**** ENTRIES ****
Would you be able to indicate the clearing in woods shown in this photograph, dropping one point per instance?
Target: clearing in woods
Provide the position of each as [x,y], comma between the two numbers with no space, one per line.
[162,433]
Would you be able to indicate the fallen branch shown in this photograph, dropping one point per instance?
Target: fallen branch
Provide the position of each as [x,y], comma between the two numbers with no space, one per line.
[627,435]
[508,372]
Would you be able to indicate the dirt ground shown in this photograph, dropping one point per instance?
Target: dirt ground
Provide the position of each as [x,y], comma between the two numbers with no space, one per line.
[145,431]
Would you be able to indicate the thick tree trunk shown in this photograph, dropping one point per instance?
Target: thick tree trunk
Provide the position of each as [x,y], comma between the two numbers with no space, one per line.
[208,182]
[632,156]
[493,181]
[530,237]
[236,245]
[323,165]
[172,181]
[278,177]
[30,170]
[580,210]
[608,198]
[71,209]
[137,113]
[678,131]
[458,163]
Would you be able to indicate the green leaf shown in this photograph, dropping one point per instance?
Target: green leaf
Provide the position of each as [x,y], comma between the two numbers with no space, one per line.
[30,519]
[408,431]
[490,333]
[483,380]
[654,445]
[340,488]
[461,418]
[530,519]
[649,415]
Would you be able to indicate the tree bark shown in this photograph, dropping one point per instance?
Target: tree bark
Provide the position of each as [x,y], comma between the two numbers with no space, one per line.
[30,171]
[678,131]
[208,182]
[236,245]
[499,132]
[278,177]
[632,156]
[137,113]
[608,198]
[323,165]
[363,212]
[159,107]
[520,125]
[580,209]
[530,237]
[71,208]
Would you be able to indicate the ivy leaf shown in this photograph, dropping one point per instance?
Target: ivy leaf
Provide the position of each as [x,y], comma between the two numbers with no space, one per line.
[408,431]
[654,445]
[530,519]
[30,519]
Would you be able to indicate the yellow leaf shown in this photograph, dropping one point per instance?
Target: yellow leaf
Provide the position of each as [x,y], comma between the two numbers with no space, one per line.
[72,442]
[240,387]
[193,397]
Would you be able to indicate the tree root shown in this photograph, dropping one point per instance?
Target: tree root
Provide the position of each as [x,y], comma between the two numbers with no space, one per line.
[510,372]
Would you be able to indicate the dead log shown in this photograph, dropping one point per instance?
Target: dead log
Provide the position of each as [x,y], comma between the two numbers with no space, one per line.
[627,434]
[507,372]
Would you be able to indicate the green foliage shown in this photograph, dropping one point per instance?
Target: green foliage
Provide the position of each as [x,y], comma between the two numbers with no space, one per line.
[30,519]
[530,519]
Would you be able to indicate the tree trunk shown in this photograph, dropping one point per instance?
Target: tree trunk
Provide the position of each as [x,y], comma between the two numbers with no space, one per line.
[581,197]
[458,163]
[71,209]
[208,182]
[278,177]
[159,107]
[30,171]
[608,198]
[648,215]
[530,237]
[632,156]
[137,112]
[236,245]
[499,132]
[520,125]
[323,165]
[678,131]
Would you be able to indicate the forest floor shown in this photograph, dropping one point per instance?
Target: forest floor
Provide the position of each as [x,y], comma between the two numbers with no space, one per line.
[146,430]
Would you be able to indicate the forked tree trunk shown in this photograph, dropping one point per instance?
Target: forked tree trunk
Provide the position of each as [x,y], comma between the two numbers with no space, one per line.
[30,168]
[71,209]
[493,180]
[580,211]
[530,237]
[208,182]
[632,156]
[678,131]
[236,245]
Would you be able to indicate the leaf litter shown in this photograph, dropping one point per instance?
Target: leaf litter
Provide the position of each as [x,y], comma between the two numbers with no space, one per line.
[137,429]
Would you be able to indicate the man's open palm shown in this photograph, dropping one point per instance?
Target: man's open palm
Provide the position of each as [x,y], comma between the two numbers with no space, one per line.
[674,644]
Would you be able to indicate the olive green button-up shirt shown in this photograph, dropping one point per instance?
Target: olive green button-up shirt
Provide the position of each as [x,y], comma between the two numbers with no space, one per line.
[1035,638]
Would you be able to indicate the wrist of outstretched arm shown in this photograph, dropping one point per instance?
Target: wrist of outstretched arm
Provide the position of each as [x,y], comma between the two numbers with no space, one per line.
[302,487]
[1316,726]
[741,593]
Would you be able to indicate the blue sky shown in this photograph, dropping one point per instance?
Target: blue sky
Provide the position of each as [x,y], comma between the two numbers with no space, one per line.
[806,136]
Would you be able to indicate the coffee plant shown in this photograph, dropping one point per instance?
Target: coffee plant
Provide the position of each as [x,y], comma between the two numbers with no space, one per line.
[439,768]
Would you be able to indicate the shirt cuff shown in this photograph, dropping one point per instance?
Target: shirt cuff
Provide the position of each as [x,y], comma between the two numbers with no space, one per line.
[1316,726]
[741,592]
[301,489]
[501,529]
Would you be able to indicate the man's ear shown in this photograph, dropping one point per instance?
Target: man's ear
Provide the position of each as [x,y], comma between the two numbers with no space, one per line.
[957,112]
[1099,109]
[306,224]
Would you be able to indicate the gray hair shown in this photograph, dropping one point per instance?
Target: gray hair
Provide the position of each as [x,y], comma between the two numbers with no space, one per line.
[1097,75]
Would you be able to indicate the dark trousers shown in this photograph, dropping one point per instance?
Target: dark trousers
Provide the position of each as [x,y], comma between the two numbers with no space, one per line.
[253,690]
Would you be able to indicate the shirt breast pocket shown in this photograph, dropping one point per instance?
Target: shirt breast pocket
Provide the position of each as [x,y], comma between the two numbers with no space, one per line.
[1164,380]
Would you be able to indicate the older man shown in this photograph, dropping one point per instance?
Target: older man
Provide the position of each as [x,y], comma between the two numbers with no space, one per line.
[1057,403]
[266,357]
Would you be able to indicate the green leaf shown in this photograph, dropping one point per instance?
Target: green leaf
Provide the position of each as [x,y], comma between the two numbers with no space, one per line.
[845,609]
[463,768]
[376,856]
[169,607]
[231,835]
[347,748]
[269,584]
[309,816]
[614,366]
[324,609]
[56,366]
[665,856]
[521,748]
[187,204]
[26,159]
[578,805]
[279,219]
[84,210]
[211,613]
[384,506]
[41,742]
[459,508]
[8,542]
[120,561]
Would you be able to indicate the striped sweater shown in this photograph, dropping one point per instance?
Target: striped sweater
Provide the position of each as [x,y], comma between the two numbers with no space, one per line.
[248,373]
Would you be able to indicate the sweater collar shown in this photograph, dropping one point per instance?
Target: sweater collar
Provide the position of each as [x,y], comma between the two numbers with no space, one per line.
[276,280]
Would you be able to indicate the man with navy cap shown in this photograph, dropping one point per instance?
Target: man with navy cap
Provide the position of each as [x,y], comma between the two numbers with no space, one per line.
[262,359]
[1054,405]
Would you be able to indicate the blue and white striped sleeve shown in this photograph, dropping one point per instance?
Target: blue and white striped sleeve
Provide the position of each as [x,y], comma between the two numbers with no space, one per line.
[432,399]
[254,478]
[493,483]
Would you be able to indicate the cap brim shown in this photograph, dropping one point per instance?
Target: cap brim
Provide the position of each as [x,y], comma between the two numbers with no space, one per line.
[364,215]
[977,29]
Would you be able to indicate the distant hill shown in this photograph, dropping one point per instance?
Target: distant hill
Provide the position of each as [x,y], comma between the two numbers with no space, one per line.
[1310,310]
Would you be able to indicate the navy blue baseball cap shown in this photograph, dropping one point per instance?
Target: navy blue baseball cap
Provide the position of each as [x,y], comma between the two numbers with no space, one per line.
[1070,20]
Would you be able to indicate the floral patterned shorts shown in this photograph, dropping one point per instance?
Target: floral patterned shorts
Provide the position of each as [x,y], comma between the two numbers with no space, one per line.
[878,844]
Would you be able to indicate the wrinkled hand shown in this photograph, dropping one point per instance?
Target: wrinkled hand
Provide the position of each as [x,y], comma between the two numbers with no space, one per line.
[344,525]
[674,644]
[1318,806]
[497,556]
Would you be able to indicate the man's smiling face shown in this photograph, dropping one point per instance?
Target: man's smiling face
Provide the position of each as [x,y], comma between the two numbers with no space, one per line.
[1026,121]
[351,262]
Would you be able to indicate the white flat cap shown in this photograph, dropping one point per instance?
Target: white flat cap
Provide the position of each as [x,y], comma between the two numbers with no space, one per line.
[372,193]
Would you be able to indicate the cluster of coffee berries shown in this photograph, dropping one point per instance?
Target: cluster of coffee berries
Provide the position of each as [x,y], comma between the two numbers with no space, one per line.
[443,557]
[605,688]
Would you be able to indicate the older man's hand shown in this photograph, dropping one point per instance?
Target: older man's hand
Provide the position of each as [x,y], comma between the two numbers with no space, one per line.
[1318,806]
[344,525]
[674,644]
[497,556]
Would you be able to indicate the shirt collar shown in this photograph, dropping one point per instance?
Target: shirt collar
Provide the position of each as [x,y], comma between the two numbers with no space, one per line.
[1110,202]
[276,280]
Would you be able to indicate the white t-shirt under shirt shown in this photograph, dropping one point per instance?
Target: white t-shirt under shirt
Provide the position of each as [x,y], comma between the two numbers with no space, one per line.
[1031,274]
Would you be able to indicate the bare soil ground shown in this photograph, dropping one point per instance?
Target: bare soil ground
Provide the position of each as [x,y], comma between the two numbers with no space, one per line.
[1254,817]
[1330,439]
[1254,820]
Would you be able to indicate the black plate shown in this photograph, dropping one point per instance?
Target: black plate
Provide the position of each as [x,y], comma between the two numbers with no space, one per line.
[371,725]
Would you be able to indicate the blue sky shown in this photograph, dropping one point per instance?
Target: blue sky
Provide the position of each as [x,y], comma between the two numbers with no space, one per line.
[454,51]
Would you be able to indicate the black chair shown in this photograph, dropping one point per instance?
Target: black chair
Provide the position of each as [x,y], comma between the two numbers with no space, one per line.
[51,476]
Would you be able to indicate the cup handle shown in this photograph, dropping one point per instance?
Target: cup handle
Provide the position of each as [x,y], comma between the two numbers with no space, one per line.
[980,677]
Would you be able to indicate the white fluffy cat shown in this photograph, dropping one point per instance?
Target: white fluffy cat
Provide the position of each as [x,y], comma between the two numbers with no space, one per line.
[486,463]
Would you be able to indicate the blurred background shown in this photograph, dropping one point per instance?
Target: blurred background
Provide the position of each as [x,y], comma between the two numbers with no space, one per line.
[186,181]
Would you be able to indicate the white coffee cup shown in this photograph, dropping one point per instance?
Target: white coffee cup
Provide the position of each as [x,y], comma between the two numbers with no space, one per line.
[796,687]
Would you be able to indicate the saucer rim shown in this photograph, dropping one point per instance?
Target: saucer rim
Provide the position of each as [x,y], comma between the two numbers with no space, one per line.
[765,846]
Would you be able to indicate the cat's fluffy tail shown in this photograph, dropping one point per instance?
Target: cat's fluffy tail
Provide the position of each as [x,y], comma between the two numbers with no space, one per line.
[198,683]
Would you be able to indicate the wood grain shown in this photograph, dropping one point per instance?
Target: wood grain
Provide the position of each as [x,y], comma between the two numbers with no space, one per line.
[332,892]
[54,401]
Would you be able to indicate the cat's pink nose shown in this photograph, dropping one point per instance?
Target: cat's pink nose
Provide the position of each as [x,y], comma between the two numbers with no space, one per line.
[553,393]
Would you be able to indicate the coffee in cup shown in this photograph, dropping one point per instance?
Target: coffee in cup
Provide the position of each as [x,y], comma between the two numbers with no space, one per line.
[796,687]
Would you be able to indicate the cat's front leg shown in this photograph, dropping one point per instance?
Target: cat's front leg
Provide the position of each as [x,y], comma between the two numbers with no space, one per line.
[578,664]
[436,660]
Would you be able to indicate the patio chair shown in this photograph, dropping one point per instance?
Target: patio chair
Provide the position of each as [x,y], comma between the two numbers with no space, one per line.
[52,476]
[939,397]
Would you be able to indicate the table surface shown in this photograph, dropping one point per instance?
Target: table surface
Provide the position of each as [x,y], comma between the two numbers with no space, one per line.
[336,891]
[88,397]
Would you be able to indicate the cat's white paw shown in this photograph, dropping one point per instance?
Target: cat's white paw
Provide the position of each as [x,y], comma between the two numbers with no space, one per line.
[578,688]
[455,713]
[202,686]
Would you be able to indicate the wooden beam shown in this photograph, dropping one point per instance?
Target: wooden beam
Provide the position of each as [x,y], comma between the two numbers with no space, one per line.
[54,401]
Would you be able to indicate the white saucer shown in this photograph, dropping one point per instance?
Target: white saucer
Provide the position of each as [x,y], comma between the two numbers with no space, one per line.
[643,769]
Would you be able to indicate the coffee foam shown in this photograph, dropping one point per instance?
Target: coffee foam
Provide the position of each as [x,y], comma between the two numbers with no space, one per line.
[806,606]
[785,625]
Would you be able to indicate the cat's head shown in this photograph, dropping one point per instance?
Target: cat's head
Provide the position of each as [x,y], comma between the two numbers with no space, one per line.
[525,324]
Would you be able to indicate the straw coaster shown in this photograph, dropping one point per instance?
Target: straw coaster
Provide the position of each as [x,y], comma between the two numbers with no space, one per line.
****
_WHAT THE TASK REQUIRES_
The line containing "Would you be able to indicate the table" and every line after it, through the end of the records, should be repeated exactly and alone.

_EXERCISE RESULT_
Would you be able to indicate the table surface shown in this photograph, dropping one point per instance?
Target: table surface
Provide the position of each as [x,y], comma between the two numbers with no space, one per line.
[336,891]
[88,397]
Would you be able to indicate the cat's white paw shown in this photograph, dropping one point per instance?
Target: cat's white paw
Provide the position of each as [x,y], comma between the two numbers with no space, one per line.
[578,688]
[455,713]
[202,686]
Would you be able to indicate the wooden beam shown in this photograph, dropping one point per instance?
Target: wooden beam
Provide the position of each as [x,y], comma between the two numbers with no space, one per line.
[54,401]
Would you be able to indicate the white saucer shown in this photograph, dropping one point per instance?
Target: white saucer
Provide the position of each as [x,y], comma between the two numbers with no space, one per line.
[643,769]
Would you be able to indicate the coffee foam shown in this photograph, dropping one point per instance?
Target: coffee foam
Provide the position of each as [x,y], comma between the two numbers with no space, one per line.
[806,606]
[785,625]
Would you be able to indicate the cat's head shown in this photograph, dropping one point per instance?
Target: cat's head
Provide the position of each as [x,y], comma between the two numbers with no space, one per line.
[525,324]
Would you be able to indicate the straw coaster shown in this photograph, dropping one point per instance?
Target: straw coaster
Provide the position of each as [x,y], comma between the two numbers with no space, one per line.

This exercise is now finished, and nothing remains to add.